■ Data ■
■ ■ ■
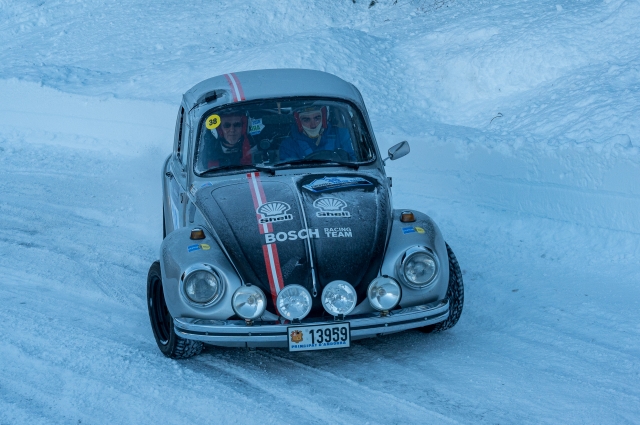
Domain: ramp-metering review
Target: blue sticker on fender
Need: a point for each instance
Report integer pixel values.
(329, 183)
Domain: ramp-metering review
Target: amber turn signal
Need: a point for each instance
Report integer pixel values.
(407, 217)
(197, 234)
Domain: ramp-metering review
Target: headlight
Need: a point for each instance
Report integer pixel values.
(419, 267)
(339, 297)
(201, 285)
(384, 293)
(249, 302)
(294, 302)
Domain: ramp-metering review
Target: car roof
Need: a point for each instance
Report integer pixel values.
(270, 83)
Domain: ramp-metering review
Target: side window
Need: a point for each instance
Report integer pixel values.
(184, 144)
(181, 140)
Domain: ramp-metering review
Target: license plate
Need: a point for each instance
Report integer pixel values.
(319, 337)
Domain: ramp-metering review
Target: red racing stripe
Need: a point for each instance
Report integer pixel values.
(270, 275)
(233, 89)
(237, 81)
(269, 251)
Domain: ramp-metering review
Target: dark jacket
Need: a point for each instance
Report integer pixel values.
(213, 155)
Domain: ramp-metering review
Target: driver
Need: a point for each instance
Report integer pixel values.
(312, 133)
(228, 143)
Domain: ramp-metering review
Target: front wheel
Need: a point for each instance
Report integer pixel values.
(455, 294)
(170, 344)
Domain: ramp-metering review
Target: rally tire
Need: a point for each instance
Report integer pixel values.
(170, 344)
(455, 294)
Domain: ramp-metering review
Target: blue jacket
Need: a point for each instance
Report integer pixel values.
(297, 145)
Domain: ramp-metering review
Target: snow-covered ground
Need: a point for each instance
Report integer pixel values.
(524, 123)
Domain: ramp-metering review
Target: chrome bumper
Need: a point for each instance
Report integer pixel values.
(236, 333)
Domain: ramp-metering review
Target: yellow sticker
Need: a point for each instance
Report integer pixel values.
(213, 121)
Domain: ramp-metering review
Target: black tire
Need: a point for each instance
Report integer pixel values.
(170, 344)
(455, 294)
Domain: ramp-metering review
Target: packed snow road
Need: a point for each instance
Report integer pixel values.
(525, 150)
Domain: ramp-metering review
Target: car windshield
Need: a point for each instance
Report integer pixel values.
(282, 133)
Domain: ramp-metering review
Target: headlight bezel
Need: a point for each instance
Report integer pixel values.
(202, 267)
(334, 283)
(407, 256)
(387, 279)
(256, 289)
(289, 288)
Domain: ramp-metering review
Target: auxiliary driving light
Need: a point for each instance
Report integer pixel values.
(294, 302)
(201, 285)
(384, 293)
(339, 298)
(249, 302)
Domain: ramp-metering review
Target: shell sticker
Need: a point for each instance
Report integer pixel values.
(213, 121)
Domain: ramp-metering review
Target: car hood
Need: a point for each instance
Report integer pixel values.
(272, 227)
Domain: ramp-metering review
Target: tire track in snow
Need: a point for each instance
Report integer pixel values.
(310, 388)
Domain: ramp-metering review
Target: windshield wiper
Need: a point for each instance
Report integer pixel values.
(239, 167)
(317, 161)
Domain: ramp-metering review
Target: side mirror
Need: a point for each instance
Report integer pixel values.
(398, 151)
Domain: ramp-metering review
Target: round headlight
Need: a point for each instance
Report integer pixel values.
(249, 302)
(202, 285)
(419, 267)
(384, 293)
(339, 297)
(294, 302)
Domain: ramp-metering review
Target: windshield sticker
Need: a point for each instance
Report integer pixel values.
(331, 207)
(255, 126)
(274, 211)
(202, 246)
(213, 121)
(330, 183)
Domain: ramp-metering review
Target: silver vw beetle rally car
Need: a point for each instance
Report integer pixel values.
(279, 226)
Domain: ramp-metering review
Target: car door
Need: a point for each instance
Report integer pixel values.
(178, 178)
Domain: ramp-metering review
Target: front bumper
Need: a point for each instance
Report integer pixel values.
(236, 333)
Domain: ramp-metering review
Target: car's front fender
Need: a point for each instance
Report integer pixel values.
(177, 253)
(422, 232)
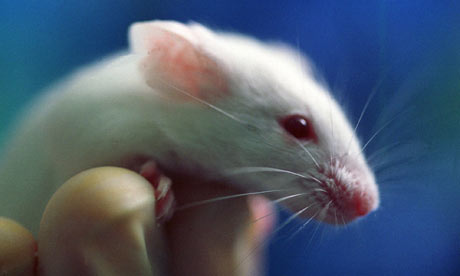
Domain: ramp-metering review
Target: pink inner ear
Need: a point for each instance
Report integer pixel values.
(175, 64)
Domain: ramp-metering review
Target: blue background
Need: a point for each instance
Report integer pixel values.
(409, 51)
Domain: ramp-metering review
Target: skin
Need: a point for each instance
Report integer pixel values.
(102, 222)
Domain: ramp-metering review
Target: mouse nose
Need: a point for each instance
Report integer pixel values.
(362, 204)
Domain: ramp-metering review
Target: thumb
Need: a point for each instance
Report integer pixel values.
(100, 222)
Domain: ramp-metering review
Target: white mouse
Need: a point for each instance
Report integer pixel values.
(196, 101)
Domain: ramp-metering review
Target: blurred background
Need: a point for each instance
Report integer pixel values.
(407, 51)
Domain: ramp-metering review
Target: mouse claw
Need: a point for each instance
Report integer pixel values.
(165, 203)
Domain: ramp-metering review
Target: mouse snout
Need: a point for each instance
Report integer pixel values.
(348, 192)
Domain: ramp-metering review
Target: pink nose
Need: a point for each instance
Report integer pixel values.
(362, 204)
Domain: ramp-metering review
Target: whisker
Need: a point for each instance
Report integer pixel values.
(289, 197)
(291, 218)
(381, 128)
(366, 105)
(265, 169)
(383, 149)
(277, 201)
(223, 112)
(308, 152)
(206, 201)
(302, 226)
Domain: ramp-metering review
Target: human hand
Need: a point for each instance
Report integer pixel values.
(102, 222)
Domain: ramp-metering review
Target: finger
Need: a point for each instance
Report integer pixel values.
(100, 222)
(220, 238)
(17, 249)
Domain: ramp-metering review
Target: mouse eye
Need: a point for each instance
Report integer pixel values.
(299, 127)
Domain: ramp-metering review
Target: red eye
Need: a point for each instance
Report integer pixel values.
(299, 127)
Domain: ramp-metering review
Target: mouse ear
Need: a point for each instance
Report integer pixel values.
(175, 64)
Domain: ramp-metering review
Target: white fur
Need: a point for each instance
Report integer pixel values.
(107, 111)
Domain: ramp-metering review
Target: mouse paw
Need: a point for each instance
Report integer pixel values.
(164, 196)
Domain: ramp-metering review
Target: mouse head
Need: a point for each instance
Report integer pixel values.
(253, 112)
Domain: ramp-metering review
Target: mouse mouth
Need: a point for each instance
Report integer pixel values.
(342, 195)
■ ■ ■
Leave out the pictures and print each record exactly as it stands.

■ Expected answer ■
Domain: ramp-metering review
Target: blue sticker on fender
Need: a point for each instance
Report integer pixel values.
(329, 183)
Domain: ramp-metering review
Target: amber turn signal
Need: a point for each instance
Report integer pixel values.
(407, 217)
(197, 234)
Domain: ramp-metering review
Target: headlight
Need: a point for each instance
Report integer pixel values.
(419, 267)
(339, 297)
(201, 285)
(384, 293)
(249, 302)
(294, 302)
Domain: ramp-metering review
Target: car roof
Need: a point for each instance
Report integer pixel values.
(270, 83)
Domain: ramp-metering review
Target: side window
Need: a point for each instance
Report integer pixel values.
(184, 144)
(181, 140)
Domain: ramp-metering review
Target: license plate
Need: a point for each instance
Report integer pixel values.
(319, 337)
Domain: ramp-metering review
Target: red racing stripe
Need: a point for each instance
Report integer pixel values.
(270, 275)
(233, 89)
(237, 81)
(269, 251)
Domain: ramp-metering review
Target: dark jacket
Need: a point for each instance
Report integer pixel values.
(213, 155)
Domain: ramp-metering review
Target: driver
Need: a point for each instance
Report integer pixel values.
(312, 133)
(228, 143)
Domain: ramp-metering review
Target: front wheel
Need: a point for each instance
Report integer pixel values.
(455, 294)
(170, 344)
Domain: ramp-metering review
Target: rally tire
Need: a point for each instance
Report integer pixel values.
(170, 344)
(455, 294)
Domain: ramp-metering review
Target: blue jacket
Need: a point for each instance
Report integer pixel values.
(297, 145)
Domain: ramp-metering review
Target: snow-covered ground
Need: a point for each instance
Report integer pixel values.
(524, 123)
Domain: ramp-metering review
Target: chrome bumper
Need: a point for each instance
Report integer pixel values.
(236, 333)
Domain: ramp-metering review
Target: yellow sticker
Need: a point for each instance
Report integer pixel values.
(213, 121)
Domain: ramp-metering review
Target: black tire
Need: a point for each instance
Report integer pixel values.
(170, 344)
(455, 294)
Domain: ramp-metering review
Target: packed snow road
Need: a point for each instance
Report integer pixel values.
(525, 150)
Domain: ramp-metering review
Target: car windshield
Need: a point for each instance
Report integer pixel values.
(282, 133)
Domain: ramp-metering review
Target: headlight bezel
Need: a point for each instance
Report integer pixel values.
(202, 267)
(334, 283)
(407, 256)
(387, 279)
(256, 289)
(289, 288)
Domain: ramp-metering review
Target: auxiliary driving light
Need: a point for each instance
Report integer pixel values.
(294, 302)
(201, 285)
(384, 293)
(339, 298)
(249, 302)
Domain: ramp-metering review
Target: shell sticker
Need: a point for each instance
Report integer pixel values.
(213, 121)
Domain: ramp-metering review
Target: car hood
Need: a point for each instance
Report integer pixel values.
(272, 227)
Domain: ramp-metering review
Target: tire track in snow
Need: a point for each instance
Report integer pixel values.
(310, 388)
Domain: ramp-metering review
Target: windshield wiper
Need: a point for each instance
Report integer pixel values.
(239, 167)
(317, 161)
Domain: ramp-metering review
Target: side mirror
Need: a point for each instance
Report integer pixel values.
(398, 151)
Domain: ramp-metering review
Target: round headlight
Need: a point for each instance
Report integer pixel values.
(249, 302)
(202, 285)
(419, 267)
(384, 293)
(339, 297)
(294, 302)
Domain: ramp-metering review
Target: windshield sticker
Need: a point for each instance
Report integer pixel values.
(331, 207)
(255, 126)
(274, 211)
(202, 246)
(213, 121)
(330, 183)
Domain: ramp-metering review
Target: silver vw beetle rally car
Need: a point for each instance
Report integer pixel values.
(279, 226)
Domain: ramp-metering review
Target: car door
Need: a point for each instance
Report integer pixel values.
(178, 178)
Domain: ramp-metering review
Target: front bumper
Need: a point for each instance
Report integer pixel values.
(236, 333)
Domain: ramp-metering review
Target: car's front fender
Need: a point for each instance
Report integer pixel values.
(177, 253)
(422, 232)
Domain: ramp-metering review
Target: pink inner ear
Need: a point for each instance
Report integer pixel values.
(175, 64)
Domain: ramp-metering review
Target: blue background
Need: a point for each instance
Report integer pixel values.
(409, 51)
Domain: ramp-metering review
Target: skin
Need: a point for each instance
Report integer pixel values.
(102, 222)
Domain: ramp-metering review
Target: mouse nose
Need: a point for each instance
Report integer pixel values.
(362, 204)
Domain: ramp-metering review
Target: thumb
Need: a point for each instance
Report integer pixel values.
(100, 222)
Domain: ramp-metering review
Target: white mouse
Need: a point for each instance
Report integer pixel values.
(196, 101)
Domain: ramp-metering review
Target: blurred background
Need: a point for each instance
Report integer pixel values.
(407, 51)
Domain: ramp-metering review
Target: mouse claw
Need: a point for each instance
Report integer pixel values.
(165, 203)
Domain: ramp-metering review
Target: mouse snout
Need: a point for each instance
Report integer pixel values.
(348, 192)
Domain: ramp-metering review
Target: pink nose
Need: a point for each instance
Report integer pixel values.
(362, 204)
Domain: ramp-metering review
Target: whisker
Need: a point for each instance
Report integer pixel values.
(289, 197)
(291, 218)
(381, 128)
(366, 105)
(265, 169)
(383, 149)
(277, 201)
(223, 112)
(308, 152)
(206, 201)
(302, 226)
Domain: ramp-metering review
Target: human hand
Need: a point for each instance
Report integer pixel values.
(102, 222)
Domain: ramp-metering review
Target: finger
Need: a point for each instance
Report integer pixel values.
(100, 222)
(220, 238)
(17, 249)
Domain: ramp-metering review
Target: mouse eye
Need: a point for each instance
Report integer pixel values.
(299, 127)
Domain: ramp-metering review
Target: red eye
Need: a point for each instance
Report integer pixel values.
(299, 127)
Domain: ramp-metering review
Target: mouse ear
Need: a point for each instance
Report integer pixel values.
(175, 64)
Domain: ramp-metering review
Target: white fur
Need: a point for each instance
Report integer pixel values.
(107, 111)
Domain: ramp-metering review
Target: mouse paw
Need: a point for each instance
Report integer pixel values.
(164, 196)
Domain: ramp-metering review
Target: mouse head
Need: a point for each instance
Report integer pixel values.
(253, 112)
Domain: ramp-metering review
Target: mouse mouth
Need: a point for each instance
Report integer pixel values.
(342, 195)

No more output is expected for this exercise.